▶ Material to process:
↓
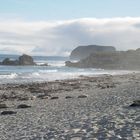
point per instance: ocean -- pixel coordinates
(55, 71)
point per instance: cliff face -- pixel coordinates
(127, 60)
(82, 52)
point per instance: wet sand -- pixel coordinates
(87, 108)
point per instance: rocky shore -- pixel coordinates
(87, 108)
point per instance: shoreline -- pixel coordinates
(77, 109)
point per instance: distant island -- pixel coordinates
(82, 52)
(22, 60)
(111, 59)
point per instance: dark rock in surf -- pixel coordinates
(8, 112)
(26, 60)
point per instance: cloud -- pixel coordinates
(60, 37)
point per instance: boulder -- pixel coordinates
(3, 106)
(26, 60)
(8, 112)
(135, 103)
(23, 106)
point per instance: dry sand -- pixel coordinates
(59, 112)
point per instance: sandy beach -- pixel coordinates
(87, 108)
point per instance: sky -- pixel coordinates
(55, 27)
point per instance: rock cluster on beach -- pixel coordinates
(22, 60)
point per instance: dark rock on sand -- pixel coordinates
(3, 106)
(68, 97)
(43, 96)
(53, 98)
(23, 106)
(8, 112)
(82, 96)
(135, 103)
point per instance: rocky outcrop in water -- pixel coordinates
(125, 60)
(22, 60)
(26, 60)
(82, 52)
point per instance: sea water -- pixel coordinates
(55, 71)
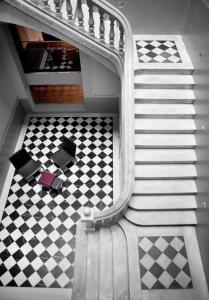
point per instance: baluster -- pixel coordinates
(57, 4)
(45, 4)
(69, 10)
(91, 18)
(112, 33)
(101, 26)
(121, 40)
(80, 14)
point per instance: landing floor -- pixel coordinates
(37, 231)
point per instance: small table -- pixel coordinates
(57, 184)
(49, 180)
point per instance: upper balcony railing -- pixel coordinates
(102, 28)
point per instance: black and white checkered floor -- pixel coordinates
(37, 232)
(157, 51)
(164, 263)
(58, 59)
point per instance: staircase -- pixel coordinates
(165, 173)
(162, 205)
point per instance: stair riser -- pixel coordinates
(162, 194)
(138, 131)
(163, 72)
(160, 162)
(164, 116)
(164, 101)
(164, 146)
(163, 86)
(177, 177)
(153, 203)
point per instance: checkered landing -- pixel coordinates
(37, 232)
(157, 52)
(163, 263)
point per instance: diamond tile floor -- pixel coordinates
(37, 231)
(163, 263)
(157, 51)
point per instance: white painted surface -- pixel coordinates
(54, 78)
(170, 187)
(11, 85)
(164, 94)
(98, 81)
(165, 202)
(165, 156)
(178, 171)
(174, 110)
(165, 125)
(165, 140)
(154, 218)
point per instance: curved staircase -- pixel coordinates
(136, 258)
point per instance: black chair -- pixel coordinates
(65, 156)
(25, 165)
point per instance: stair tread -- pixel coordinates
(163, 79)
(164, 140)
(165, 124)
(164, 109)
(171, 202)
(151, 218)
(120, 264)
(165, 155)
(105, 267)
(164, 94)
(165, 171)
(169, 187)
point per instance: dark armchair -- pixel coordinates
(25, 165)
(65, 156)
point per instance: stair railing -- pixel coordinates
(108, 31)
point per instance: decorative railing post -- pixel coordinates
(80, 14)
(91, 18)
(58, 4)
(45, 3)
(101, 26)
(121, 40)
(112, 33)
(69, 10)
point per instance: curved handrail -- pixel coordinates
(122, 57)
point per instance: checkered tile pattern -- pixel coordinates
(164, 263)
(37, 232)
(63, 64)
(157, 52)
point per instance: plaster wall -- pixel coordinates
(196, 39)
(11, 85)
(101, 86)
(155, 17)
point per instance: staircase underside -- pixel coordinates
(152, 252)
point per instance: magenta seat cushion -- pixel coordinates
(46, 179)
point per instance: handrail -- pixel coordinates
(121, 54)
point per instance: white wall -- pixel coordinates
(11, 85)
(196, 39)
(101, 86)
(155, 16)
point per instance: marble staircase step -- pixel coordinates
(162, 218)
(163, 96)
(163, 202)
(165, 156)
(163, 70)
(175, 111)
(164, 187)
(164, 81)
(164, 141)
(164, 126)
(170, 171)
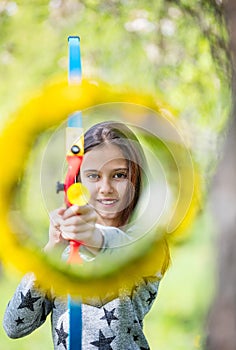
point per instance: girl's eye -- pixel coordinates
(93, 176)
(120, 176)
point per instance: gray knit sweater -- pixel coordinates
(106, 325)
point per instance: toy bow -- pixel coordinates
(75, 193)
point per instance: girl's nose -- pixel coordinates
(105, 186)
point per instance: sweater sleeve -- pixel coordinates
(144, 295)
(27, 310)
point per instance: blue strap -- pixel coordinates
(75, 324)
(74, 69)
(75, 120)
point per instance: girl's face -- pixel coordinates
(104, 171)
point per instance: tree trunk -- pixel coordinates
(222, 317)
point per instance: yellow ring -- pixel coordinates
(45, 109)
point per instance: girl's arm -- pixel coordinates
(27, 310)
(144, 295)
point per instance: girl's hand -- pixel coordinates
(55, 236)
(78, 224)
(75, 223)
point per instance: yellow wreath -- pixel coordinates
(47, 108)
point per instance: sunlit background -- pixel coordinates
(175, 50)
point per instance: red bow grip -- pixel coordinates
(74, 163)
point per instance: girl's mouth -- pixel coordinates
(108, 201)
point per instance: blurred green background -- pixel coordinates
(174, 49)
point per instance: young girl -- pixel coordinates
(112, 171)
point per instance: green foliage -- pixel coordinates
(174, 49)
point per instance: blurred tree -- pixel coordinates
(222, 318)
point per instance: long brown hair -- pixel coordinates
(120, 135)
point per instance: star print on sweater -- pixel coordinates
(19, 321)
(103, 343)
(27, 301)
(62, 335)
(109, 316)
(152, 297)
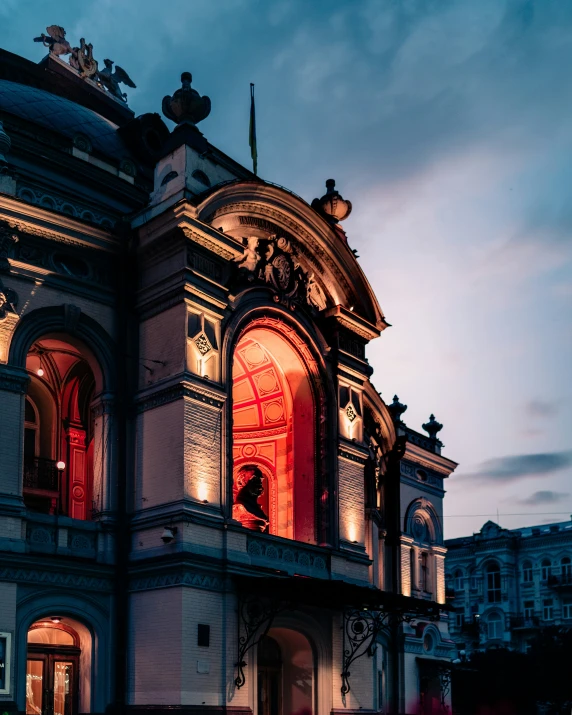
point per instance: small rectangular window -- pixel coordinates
↑
↓
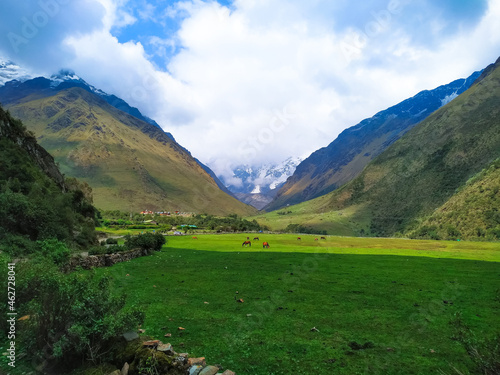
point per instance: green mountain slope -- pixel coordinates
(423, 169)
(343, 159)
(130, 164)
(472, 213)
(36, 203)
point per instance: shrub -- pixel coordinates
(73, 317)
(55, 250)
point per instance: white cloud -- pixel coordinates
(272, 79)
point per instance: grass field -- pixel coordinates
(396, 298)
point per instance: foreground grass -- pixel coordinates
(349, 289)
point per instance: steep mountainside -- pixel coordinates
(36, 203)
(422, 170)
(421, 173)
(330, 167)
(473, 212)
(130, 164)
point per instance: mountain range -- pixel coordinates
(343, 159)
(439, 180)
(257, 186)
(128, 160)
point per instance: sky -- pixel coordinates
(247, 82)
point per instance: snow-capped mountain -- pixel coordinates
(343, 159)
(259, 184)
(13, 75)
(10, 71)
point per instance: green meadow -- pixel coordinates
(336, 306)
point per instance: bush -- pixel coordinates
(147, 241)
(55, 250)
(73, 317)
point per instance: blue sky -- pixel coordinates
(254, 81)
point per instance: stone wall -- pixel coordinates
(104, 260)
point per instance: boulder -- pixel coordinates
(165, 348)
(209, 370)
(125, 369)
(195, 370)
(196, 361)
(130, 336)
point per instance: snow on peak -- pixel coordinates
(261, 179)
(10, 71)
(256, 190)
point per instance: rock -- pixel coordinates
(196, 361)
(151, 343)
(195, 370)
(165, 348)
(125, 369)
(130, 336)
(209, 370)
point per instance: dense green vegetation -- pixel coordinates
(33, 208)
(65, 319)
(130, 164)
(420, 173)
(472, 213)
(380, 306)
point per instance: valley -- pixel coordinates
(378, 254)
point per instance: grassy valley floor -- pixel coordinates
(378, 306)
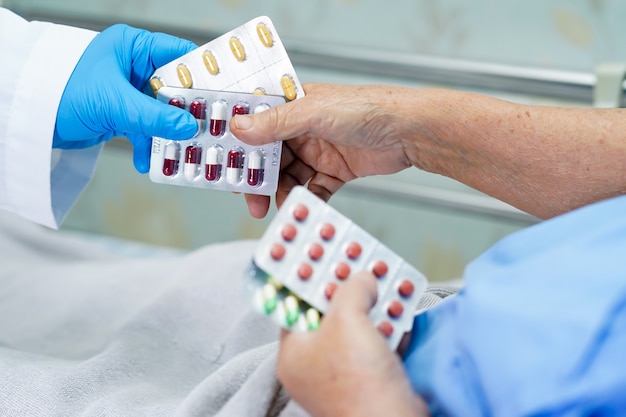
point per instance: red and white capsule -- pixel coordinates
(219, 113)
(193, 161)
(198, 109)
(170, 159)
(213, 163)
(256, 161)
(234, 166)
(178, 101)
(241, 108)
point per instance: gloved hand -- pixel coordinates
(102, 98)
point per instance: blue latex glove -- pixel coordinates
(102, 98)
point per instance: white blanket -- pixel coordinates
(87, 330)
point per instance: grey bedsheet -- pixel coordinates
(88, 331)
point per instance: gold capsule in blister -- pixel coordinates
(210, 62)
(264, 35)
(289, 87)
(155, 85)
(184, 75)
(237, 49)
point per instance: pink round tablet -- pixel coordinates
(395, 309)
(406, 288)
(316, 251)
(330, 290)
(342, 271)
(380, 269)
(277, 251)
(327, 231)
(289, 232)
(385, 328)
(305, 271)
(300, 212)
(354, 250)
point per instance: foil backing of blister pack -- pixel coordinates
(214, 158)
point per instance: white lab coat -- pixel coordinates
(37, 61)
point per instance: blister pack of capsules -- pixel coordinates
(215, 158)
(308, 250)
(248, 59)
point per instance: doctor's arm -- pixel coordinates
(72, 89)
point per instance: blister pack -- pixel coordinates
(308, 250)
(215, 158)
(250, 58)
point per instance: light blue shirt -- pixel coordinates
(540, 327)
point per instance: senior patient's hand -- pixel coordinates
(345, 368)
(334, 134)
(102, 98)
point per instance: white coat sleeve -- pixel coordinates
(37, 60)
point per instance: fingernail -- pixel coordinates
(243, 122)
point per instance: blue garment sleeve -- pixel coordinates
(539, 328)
↑
▶ Task goal: From the data above, return exactly the lines from the one with "point per instance: girl's mouth" up to and including the one with "point per instance: small rectangular". Pictures do not go in the copy.

▶ Result:
point per instance: girl's mouth -- pixel coordinates
(108, 201)
point per instance: blurred green background -- pixel coordinates
(174, 49)
point per instance: young girl -- pixel coordinates
(112, 171)
point per instance: green foliage -- pixel coordinates
(174, 49)
point per instance: blurred tree -- pixel coordinates
(222, 318)
point per instance: long brown hair -- pixel coordinates
(120, 135)
point per instance: star print on sweater -- pixel coordinates
(19, 321)
(103, 343)
(27, 301)
(62, 335)
(109, 316)
(152, 297)
point per instance: small rectangular window -- pixel coordinates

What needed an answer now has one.